### What the task requires:
Show each line in the items below that contains the word "mossy".

### Material:
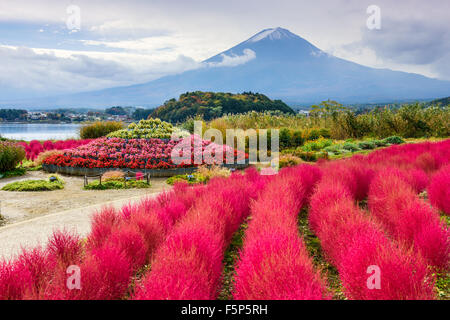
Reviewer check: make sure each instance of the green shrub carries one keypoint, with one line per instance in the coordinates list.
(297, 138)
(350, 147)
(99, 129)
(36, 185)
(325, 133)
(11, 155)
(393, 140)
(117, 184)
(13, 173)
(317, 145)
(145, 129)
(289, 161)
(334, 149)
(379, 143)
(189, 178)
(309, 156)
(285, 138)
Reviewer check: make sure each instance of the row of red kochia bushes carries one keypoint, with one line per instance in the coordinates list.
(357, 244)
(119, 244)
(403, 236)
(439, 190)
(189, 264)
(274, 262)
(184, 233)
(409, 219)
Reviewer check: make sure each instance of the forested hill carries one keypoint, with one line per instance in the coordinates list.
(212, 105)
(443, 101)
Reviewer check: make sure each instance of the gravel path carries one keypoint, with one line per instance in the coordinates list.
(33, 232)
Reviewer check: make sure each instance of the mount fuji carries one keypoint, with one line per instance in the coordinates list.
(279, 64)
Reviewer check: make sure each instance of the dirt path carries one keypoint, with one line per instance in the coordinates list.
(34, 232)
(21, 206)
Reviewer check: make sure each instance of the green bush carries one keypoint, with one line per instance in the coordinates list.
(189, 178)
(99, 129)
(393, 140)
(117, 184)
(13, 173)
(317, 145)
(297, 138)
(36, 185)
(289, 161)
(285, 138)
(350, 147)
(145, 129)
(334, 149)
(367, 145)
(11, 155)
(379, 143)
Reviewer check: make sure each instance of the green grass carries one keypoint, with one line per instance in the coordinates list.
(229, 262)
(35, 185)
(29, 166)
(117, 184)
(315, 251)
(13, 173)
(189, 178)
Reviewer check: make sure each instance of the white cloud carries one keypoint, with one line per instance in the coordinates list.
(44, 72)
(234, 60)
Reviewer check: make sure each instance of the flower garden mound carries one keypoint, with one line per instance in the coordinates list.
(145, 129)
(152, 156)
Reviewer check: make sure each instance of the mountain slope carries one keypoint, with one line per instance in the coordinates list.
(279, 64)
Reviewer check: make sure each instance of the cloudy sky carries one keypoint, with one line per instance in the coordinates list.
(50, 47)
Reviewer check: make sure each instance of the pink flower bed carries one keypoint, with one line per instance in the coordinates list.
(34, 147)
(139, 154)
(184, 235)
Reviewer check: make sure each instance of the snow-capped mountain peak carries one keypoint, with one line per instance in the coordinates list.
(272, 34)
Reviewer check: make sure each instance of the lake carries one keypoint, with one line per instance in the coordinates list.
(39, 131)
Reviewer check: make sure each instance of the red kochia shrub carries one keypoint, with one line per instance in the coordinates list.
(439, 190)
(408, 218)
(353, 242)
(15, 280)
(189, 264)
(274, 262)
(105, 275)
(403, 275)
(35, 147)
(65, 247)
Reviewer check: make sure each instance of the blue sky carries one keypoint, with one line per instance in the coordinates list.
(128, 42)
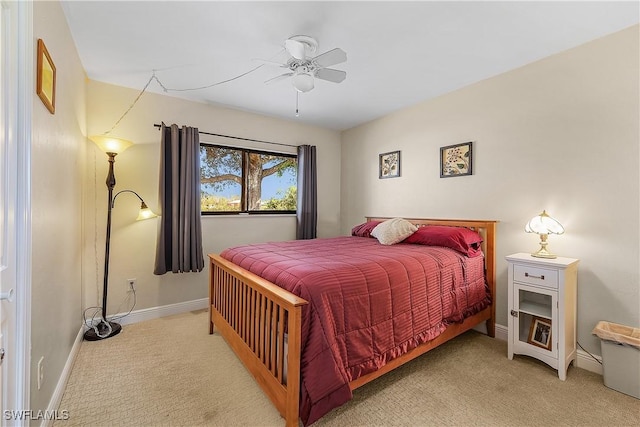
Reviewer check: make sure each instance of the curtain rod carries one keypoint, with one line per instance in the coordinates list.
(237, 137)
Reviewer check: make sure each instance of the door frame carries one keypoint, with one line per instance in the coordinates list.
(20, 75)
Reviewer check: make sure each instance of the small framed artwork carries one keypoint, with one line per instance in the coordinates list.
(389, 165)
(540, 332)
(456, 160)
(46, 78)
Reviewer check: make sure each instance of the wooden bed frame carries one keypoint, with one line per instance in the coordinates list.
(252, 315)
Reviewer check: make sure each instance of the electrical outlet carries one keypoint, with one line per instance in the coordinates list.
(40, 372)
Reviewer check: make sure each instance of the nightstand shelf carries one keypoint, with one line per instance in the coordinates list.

* * *

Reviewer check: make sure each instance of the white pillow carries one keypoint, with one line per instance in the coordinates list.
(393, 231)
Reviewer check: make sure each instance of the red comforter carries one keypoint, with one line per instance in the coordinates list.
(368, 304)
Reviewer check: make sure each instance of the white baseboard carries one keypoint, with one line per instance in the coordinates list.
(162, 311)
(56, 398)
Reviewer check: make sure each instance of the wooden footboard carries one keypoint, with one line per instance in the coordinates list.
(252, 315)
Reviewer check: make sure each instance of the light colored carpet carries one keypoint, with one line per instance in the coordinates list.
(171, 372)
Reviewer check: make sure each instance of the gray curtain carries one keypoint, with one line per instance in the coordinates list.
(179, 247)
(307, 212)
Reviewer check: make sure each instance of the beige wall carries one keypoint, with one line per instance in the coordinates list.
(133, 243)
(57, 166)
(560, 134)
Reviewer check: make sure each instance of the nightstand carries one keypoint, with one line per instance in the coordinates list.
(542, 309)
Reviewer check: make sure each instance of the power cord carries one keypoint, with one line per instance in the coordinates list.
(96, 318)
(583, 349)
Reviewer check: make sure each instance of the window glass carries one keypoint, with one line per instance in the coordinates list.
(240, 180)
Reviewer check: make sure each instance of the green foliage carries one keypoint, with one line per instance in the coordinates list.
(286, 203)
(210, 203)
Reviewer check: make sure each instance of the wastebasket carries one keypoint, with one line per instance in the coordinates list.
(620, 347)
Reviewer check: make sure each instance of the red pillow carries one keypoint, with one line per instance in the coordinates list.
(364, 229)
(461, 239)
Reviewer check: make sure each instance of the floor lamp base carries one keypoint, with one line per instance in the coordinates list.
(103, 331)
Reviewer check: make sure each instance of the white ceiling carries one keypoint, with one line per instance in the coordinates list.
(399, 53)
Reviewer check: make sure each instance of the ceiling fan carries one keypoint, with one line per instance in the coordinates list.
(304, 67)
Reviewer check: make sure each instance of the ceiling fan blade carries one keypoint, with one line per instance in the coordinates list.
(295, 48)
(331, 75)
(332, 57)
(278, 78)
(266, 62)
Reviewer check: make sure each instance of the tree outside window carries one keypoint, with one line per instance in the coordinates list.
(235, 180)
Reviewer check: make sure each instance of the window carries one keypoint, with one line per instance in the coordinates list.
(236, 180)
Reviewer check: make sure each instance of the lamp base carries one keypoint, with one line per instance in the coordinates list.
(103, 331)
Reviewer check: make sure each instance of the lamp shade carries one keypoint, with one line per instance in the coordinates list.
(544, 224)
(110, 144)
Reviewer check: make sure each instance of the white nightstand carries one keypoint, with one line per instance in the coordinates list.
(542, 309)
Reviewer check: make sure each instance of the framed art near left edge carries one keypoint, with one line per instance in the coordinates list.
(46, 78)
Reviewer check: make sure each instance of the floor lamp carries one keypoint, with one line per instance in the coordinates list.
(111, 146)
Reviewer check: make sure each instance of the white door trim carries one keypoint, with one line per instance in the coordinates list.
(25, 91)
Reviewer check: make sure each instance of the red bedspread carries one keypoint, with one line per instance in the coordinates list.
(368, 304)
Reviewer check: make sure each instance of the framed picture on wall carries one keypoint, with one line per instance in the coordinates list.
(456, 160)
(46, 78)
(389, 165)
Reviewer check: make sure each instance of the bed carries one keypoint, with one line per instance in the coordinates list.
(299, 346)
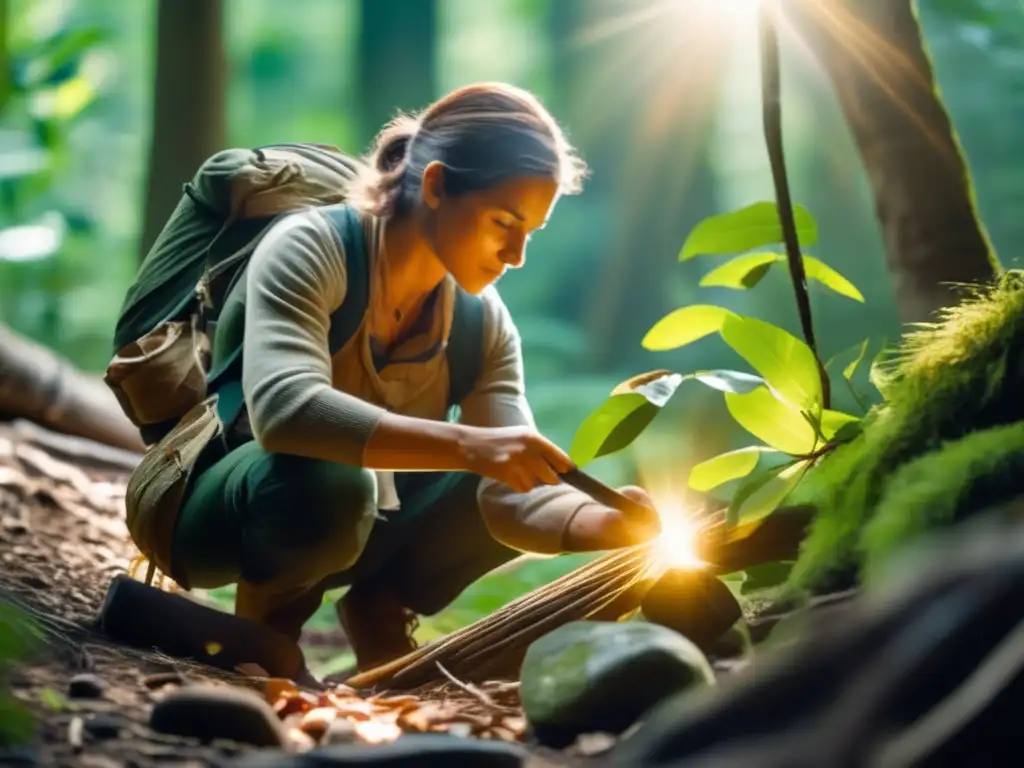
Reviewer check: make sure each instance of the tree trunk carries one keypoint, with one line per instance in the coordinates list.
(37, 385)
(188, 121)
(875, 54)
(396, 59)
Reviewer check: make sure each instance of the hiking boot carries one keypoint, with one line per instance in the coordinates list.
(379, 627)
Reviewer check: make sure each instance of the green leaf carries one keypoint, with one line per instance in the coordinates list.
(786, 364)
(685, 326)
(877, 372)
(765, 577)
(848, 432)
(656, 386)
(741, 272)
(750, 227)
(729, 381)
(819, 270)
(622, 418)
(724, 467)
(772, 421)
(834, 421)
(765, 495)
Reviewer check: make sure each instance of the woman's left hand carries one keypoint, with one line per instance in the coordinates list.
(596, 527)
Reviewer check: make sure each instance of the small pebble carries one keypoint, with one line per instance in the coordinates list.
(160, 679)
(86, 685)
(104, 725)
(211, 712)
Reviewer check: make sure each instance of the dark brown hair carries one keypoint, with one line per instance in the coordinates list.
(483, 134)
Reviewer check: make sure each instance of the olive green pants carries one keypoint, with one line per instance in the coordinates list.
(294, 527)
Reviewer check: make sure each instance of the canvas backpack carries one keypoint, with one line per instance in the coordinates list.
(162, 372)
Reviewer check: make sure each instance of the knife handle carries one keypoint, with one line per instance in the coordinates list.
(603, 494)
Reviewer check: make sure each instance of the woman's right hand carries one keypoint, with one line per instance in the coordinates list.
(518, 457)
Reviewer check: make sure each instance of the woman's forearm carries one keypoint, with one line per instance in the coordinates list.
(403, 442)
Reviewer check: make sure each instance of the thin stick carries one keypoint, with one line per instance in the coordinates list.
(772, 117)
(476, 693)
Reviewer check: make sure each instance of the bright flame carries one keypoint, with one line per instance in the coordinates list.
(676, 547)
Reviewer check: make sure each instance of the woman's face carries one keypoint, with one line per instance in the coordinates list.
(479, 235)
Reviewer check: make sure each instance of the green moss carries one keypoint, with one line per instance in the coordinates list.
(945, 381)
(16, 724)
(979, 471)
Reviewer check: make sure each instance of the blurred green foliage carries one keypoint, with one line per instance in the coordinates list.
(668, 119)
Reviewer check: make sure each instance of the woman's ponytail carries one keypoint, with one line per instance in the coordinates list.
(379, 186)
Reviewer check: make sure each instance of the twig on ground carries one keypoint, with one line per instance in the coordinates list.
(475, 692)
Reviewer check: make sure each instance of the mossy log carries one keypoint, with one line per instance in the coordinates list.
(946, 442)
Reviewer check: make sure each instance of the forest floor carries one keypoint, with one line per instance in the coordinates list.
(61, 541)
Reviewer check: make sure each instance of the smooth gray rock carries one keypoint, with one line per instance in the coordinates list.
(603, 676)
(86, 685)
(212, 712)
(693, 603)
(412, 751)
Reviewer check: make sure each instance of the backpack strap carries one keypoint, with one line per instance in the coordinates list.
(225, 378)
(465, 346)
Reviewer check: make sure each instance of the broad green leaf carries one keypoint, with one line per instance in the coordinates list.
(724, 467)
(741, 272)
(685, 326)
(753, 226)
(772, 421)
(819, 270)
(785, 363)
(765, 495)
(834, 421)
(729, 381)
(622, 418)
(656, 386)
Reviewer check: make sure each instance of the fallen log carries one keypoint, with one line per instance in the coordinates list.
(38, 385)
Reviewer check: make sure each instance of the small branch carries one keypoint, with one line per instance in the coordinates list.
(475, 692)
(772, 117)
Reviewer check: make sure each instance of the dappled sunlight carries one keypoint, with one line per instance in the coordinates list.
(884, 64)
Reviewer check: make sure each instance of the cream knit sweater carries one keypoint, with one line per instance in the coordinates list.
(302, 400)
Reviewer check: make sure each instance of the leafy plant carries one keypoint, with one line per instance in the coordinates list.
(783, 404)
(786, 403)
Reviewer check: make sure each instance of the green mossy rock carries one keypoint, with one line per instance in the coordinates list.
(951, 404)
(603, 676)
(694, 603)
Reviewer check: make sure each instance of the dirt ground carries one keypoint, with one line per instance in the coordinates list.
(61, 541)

==

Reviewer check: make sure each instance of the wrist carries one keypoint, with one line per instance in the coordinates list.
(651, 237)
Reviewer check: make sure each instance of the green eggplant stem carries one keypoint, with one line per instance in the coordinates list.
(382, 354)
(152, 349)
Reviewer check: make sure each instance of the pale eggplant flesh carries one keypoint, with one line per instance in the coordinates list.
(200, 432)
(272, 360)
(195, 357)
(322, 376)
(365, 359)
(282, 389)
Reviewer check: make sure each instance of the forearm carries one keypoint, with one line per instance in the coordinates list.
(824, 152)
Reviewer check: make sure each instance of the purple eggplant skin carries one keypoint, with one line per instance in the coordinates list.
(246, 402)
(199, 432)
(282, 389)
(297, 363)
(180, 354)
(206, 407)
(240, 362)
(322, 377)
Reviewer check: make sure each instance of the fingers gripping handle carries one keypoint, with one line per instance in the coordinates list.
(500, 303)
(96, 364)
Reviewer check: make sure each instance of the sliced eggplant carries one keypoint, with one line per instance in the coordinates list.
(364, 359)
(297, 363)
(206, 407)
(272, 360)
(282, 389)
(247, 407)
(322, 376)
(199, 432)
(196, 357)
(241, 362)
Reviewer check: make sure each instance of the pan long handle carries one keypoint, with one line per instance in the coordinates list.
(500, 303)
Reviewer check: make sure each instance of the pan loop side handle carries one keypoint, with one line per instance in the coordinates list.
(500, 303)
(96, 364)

### Solved problem:
Reviewer check: make sure each instance of the mossy log carries one keypoint, with one line per instance in the coordinates list.
Reviewer check: make sure each instance of the green mossy rock carries one keypoint, with one line per instance in the coordinates list.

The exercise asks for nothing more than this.